= Your goal =
Starting at the first line and ending at the last, output the data exactly.

Records from a collection:
=== Begin Enclosure ===

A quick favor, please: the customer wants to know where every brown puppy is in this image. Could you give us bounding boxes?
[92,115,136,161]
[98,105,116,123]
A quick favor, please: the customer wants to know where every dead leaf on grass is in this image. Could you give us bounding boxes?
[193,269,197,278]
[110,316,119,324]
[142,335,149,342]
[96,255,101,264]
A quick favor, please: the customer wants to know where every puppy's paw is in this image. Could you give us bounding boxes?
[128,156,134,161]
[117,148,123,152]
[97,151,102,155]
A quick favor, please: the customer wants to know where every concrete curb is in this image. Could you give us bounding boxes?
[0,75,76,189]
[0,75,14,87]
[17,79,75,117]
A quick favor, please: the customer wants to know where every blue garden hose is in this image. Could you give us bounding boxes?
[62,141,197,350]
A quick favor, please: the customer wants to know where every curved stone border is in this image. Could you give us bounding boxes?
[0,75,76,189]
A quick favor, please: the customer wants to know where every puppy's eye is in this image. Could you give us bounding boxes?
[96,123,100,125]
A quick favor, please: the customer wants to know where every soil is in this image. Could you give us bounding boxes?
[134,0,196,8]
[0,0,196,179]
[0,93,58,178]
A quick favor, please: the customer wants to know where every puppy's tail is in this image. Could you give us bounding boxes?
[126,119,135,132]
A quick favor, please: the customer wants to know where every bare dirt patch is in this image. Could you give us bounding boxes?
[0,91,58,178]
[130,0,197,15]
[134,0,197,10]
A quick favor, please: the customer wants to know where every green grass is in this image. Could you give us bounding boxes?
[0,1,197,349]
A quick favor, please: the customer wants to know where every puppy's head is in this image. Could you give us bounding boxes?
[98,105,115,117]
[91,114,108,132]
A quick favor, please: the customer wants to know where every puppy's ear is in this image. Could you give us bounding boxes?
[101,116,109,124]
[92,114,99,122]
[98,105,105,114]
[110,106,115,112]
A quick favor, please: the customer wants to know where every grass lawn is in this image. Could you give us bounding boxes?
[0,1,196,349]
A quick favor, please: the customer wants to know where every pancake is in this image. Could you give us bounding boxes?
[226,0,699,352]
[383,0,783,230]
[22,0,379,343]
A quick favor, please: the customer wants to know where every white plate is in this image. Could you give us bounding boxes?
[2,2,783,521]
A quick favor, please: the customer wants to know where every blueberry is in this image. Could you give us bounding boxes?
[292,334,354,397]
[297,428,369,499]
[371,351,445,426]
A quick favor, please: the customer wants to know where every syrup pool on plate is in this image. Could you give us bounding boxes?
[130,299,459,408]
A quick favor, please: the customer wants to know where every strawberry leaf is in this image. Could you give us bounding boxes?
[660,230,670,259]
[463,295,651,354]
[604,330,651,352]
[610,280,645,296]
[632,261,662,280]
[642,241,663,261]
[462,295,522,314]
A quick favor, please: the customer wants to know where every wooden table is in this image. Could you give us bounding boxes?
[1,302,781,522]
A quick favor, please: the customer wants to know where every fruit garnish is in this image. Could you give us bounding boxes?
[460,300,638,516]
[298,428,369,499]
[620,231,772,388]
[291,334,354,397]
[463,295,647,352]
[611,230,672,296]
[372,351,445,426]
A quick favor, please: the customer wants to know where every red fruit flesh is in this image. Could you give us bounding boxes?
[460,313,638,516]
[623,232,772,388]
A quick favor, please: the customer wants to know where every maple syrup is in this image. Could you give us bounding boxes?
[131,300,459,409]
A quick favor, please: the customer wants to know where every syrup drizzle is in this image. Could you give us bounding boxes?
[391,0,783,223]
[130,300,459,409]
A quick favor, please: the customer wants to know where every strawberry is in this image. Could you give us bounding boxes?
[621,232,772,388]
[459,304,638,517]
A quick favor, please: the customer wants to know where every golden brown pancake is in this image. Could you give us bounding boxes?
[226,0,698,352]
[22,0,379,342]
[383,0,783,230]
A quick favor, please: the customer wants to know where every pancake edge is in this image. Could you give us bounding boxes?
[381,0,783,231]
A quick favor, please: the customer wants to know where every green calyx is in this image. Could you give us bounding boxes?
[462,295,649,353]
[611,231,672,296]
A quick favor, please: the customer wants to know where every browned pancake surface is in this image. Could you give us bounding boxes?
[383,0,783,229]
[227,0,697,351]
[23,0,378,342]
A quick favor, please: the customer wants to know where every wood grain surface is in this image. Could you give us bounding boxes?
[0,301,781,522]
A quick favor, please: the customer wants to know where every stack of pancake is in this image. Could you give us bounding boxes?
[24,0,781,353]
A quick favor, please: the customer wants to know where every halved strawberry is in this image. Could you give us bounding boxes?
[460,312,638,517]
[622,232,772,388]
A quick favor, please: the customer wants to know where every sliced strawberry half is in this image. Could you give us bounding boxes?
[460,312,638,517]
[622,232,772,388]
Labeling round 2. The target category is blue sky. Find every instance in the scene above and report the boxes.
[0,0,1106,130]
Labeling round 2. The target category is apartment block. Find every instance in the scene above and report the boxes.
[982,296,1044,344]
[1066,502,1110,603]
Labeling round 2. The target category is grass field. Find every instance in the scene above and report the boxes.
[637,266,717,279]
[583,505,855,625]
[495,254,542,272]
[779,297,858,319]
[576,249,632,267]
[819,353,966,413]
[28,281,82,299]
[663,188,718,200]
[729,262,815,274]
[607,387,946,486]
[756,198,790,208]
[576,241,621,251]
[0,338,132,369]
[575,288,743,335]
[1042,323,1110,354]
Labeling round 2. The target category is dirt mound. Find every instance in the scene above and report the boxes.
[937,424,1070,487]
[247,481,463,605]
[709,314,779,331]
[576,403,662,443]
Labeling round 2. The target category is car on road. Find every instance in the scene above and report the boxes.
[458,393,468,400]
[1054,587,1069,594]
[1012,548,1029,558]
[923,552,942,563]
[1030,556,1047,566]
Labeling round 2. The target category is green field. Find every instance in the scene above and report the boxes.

=== End Enclosure ===

= Response area =
A quick favor, please: the customer wants to know where every brown puppy is in this image. Could you give us bounding boxes?
[92,115,136,161]
[98,105,116,123]
A quick favor, please: the customer wants to know where every dead leaf on grass is in this image. Could you give us bounding boxes?
[193,269,197,278]
[110,316,119,324]
[142,335,149,342]
[96,255,101,264]
A quick favor, please: the customer wants to know where every puppy's paw is in this image. Could you give us bounding boxes?
[128,156,134,161]
[117,148,123,152]
[97,151,102,155]
A quick favor, please: the customer wants to know where every concrete curb is in this image. Could you give us bounding boxes?
[0,75,76,189]
[0,75,14,87]
[17,79,75,117]
A quick favor, please: the customer wants to know where every blue garden hose is in this image. Could you give us bounding boxes?
[62,141,197,350]
A quick favor, please: the customer wants to know where every curved stone border is in this image. Could you give us bounding boxes?
[0,75,76,189]
A quick favor, please: the customer wants to know where every puppy's eye is in this image. Could you give us bounding boxes?
[96,123,100,125]
A quick favor, please: the customer wants to know where every soil is in this image. Could you give us bounding boxes?
[134,0,196,8]
[0,0,196,179]
[0,93,58,178]
A quick favor, please: the customer wants to know where every puppy's tail is in this image. Could you give us bounding boxes?
[126,119,135,132]
A quick favor, please: the customer wants to know where every bare dirt patch is in this image. Could you give us bounding boxes?
[0,91,58,178]
[130,0,197,15]
[134,0,197,10]
A quick favor, please: the customer wants to know where every green grass is in this image. Could you give us bounding boxes?
[0,1,197,349]
A quick favor, please: the customer wants to know where every puppy's head is in this image. Could you give us bounding boxes?
[98,105,115,117]
[91,114,108,132]
A quick favor, please: the customer wants to know where every puppy's ear is in this image. Could you give us bounding boxes?
[101,116,109,124]
[92,114,99,122]
[98,105,105,114]
[110,106,115,112]
A quick favor, please: the customer wants to know where every grass lawn is in this image. Could you give us bounding boxes?
[0,1,196,349]
A quick favor, please: the customer wants to know where every pancake is in this image. Could you give us bounding boxes?
[226,0,699,352]
[383,0,783,230]
[22,0,379,343]
A quick favor, please: the customer wants to know where every white plate is in this image. Could you give us bounding boxes?
[2,2,783,521]
A quick favor, please: the customer wants to know where every blueberry is in this image. Could you give us bounding boxes?
[292,334,354,397]
[297,428,369,499]
[371,351,445,426]
A quick favor, please: the customer wants to know where every syrup pool on plate is in this image. Could you give us bounding boxes?
[130,299,459,408]
A quick favor, please: the customer wants to know where every strawberry leaf is in this image. Could you give us bounding boxes?
[660,230,670,259]
[463,295,651,354]
[604,330,651,352]
[610,280,645,296]
[632,261,662,280]
[642,241,663,261]
[462,295,522,314]
A quick favor, please: the customer wants to know where every wooden table is in this image. Could you give us bounding boxes?
[1,302,781,522]
A quick favor, please: the customer wants to know where every fruit garnish is in this image. Could you give us bounding boxes?
[460,300,638,516]
[298,428,369,499]
[620,231,772,388]
[291,334,354,397]
[463,295,647,352]
[611,230,672,296]
[372,351,445,426]
A quick favor, please: the customer wants to know where every red fruit flesh is in this image. Could you give us bounding boxes?
[460,313,638,516]
[623,232,772,388]
A quick favor, please: the customer wants to know where every maple syrup is in this image. Could you give us bounding boxes?
[131,300,459,409]
A quick favor, please: the customer wants to know where every syrup drizzle is in this image. Could you give us bounding boxes?
[391,0,783,223]
[130,300,459,409]
A quick favor, please: the customer wants to know where every strawberry is in this image. Could you give us bounding boxes?
[621,232,772,388]
[459,304,638,517]
A quick favor, please: the customer wants to know where every golden brown pancake is in this image. Could you give us bounding boxes?
[226,0,698,352]
[22,0,379,342]
[383,0,783,230]
A quick favor, please: the customer wants to know where every pancake edge is in this image. Could you give us bounding boxes?
[381,0,783,231]
A quick favor, please: the customer wants to know where every green calyx is in this image. Could you give us bounding boxes?
[462,295,649,353]
[611,231,672,296]
A quick favor, please: the customer wants to know where every browned pancake surface is in this image. Could you give us bounding boxes?
[383,0,783,229]
[227,0,697,351]
[23,0,378,342]
A quick favor, please: the customer wants to know where every wood grain surface is in this image. Could you give us bounding boxes?
[0,301,781,522]
A quick favor, please: the customer wants to know where every stack of pancake is in this image. Could you give us bounding boxes?
[24,0,781,353]
A quick favor, please: the customer wants to know where every halved strawberry is in this image. Could you give us bounding boxes?
[460,312,638,517]
[622,232,772,388]
A quick favor, please: the customer wants to know where every sliced strawberry half is in this image. Could you give us bounding boxes?
[460,312,638,517]
[622,232,772,388]
Labeling round 2. The target category is blue sky. Find every instance in the scene above and report the boxes.
[0,0,1106,130]
Labeling round 2. The target category is apartment block. Find every instance in the scene above and report the boxes.
[982,296,1044,344]
[1066,502,1110,603]
Labeling round 2. The target category is grass field. Find every instance in the scene above and report the boxes.
[637,266,717,279]
[583,505,855,625]
[495,254,542,272]
[779,297,858,319]
[576,249,632,267]
[819,353,966,413]
[28,281,82,299]
[663,188,718,200]
[729,262,815,274]
[607,387,946,486]
[756,198,790,208]
[576,241,621,251]
[0,338,132,369]
[575,288,743,335]
[1042,323,1110,354]
Labeling round 2. The target category is dirt mound. Find every instance in the scene above and report the boxes.
[937,424,1070,487]
[247,481,463,605]
[709,314,779,331]
[576,403,662,443]
Labeling round 2. The target category is car on road. Find every instance in the scene above and report the boxes.
[458,393,468,400]
[1054,587,1069,594]
[1012,548,1029,558]
[923,552,942,563]
[1030,556,1047,566]
Labeling round 2. The target category is green field. Find every instance in the scene above and report the boxes.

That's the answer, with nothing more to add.